Records from a point labeling set:
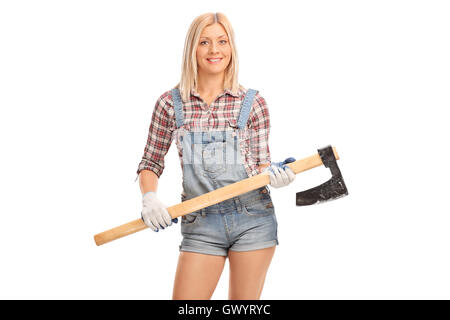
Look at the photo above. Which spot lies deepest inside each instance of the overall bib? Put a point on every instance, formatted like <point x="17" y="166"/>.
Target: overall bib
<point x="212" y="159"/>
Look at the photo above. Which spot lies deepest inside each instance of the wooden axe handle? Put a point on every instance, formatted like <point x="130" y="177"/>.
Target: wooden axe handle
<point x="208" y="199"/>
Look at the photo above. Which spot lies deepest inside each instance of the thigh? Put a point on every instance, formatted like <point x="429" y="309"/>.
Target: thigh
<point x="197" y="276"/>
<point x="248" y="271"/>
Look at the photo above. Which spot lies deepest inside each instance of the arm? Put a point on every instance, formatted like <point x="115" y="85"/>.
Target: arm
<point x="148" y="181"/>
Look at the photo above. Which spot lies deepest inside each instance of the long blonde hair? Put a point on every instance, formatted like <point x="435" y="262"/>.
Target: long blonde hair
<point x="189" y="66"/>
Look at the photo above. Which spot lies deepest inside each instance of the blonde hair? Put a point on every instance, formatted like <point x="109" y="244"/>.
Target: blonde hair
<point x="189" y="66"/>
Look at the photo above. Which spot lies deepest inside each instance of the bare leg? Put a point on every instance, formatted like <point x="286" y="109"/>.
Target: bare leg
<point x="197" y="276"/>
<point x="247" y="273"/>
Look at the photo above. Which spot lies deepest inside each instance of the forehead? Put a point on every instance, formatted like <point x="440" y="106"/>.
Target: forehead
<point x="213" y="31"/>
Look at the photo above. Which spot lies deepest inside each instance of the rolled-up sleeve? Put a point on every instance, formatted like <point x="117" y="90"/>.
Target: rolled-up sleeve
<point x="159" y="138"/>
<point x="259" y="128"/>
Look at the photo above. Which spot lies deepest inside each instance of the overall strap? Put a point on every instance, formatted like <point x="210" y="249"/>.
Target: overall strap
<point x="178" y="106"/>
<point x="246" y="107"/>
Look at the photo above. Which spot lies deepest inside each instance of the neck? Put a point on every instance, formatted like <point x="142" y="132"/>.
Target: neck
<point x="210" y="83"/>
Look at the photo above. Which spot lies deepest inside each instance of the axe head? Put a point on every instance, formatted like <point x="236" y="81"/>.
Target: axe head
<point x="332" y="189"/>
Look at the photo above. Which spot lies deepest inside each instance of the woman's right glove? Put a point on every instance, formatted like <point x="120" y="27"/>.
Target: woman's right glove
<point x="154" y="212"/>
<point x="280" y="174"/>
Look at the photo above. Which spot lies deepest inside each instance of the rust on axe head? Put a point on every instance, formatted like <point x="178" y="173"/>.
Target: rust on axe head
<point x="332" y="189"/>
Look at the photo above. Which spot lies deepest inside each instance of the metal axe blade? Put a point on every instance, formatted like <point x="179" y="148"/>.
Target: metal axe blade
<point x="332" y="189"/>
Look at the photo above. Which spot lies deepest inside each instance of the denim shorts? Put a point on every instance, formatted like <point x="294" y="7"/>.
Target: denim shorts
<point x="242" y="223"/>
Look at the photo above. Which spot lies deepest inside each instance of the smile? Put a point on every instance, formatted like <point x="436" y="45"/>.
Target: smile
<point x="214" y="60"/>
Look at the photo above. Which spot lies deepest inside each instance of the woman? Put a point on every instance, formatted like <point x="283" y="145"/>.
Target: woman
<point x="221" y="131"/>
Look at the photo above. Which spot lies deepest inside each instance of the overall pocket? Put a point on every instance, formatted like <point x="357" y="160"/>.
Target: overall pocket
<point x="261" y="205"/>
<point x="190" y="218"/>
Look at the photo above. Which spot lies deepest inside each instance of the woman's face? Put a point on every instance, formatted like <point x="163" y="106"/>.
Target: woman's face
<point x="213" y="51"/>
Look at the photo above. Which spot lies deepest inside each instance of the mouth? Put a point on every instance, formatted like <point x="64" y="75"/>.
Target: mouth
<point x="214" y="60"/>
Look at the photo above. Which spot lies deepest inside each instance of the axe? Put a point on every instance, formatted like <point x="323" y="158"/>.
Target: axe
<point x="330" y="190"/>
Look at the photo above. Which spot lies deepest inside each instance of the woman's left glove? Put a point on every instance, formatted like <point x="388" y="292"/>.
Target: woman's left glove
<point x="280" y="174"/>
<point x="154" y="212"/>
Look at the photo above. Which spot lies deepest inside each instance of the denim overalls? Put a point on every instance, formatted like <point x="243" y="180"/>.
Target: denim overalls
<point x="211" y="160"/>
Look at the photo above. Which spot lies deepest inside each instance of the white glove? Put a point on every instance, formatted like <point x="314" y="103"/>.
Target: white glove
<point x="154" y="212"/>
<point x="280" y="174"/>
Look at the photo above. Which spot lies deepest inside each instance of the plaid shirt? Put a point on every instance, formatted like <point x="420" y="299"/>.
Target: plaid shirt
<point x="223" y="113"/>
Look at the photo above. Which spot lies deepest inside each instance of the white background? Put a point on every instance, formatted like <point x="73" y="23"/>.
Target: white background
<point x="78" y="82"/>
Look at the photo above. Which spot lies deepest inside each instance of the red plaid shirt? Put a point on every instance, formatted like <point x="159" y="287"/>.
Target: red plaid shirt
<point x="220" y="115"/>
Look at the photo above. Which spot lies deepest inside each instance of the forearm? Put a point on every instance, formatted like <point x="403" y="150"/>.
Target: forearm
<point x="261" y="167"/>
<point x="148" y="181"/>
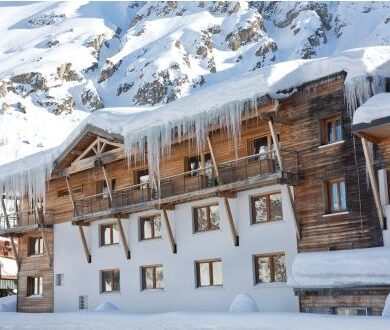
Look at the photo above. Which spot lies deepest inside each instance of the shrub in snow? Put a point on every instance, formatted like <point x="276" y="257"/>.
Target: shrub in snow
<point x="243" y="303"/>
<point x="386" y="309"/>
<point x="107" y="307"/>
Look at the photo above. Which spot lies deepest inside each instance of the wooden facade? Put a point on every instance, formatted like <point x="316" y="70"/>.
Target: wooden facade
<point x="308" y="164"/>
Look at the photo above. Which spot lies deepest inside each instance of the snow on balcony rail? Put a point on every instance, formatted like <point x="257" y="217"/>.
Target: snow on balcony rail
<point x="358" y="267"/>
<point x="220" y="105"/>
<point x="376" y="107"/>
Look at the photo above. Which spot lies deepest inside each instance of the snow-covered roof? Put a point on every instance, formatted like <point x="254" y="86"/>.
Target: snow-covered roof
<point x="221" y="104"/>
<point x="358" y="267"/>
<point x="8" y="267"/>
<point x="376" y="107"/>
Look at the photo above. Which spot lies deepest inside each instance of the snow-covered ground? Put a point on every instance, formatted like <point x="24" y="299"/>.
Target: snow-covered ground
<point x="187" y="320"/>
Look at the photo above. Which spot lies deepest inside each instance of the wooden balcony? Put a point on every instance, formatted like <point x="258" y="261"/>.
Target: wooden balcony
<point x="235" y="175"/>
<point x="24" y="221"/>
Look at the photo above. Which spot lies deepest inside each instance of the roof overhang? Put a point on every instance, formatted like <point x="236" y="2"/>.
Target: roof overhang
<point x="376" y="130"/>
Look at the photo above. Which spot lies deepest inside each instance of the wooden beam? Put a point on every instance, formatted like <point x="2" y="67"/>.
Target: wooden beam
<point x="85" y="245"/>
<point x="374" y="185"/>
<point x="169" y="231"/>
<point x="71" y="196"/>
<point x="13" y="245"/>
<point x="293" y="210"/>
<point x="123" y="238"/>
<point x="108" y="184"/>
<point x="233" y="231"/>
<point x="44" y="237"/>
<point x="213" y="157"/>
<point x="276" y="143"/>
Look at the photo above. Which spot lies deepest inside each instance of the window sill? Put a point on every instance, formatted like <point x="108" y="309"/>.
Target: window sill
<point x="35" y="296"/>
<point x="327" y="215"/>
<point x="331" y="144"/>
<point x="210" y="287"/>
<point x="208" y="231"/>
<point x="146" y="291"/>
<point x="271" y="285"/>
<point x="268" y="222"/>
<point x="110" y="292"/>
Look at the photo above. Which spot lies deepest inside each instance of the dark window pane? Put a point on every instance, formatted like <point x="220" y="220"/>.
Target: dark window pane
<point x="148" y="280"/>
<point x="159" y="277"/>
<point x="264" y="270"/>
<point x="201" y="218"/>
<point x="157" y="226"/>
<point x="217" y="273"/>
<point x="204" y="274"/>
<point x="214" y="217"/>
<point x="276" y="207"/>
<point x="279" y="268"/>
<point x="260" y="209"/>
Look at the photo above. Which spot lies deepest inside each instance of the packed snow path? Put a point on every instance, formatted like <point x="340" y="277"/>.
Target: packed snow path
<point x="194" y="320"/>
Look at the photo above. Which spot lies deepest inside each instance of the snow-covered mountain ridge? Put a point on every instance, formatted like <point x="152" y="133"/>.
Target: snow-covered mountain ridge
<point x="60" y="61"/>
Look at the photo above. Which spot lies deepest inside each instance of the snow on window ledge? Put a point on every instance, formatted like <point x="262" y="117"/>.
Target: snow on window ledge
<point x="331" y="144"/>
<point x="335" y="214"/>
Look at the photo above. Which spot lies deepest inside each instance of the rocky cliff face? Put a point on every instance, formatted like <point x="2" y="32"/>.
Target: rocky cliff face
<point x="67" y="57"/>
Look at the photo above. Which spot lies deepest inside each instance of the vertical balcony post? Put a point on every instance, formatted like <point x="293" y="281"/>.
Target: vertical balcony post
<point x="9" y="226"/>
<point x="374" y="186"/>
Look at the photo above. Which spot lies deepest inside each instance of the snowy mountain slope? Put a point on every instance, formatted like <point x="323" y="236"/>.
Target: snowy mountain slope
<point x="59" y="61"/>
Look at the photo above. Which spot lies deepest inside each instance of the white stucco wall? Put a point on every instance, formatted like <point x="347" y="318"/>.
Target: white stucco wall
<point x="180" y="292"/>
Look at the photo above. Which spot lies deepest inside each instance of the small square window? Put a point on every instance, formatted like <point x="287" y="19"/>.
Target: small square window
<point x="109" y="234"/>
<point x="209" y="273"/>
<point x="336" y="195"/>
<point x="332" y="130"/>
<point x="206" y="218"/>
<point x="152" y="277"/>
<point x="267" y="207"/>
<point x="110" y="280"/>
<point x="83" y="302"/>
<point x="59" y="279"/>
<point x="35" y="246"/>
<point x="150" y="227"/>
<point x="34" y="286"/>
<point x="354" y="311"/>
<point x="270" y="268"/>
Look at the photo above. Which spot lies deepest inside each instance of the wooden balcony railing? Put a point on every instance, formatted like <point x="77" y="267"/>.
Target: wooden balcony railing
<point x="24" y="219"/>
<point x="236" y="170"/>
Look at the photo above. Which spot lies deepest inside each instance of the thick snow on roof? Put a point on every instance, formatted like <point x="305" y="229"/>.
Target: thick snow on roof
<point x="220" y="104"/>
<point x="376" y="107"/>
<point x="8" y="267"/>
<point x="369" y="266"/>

## [What needs to be done]
Reproduce the stretch of material from the line containing "the white stucco" through the end, requests included, with 76 added to every coordinate in the answers.

## [Response]
Look at the photo above. Which spot lies deepest inside each instance of the white stucco wall? Put a point on every instance, formatted like <point x="347" y="318"/>.
Target: white stucco wall
<point x="256" y="368"/>
Look at the photo above. Which spot lies deepest inside each instance of the small square window? Put a point on every instance, formatted like <point x="287" y="19"/>.
Target: small square window
<point x="185" y="310"/>
<point x="285" y="349"/>
<point x="412" y="271"/>
<point x="408" y="206"/>
<point x="282" y="294"/>
<point x="228" y="353"/>
<point x="343" y="283"/>
<point x="186" y="356"/>
<point x="159" y="378"/>
<point x="135" y="355"/>
<point x="111" y="322"/>
<point x="226" y="303"/>
<point x="110" y="362"/>
<point x="430" y="387"/>
<point x="346" y="344"/>
Look at the photo above. Which spot lies deepest inside each instance of the wooden balcony railing? Put a point on every instance, formatted like <point x="77" y="267"/>.
Target: wooden balcony railing
<point x="100" y="295"/>
<point x="312" y="246"/>
Look at the photo above. Which spot lies deepest inside each instance of the thick snow on roof? Put a point on every instance, formatted like <point x="305" y="229"/>.
Target: thick snow on roof
<point x="296" y="180"/>
<point x="452" y="183"/>
<point x="84" y="343"/>
<point x="445" y="342"/>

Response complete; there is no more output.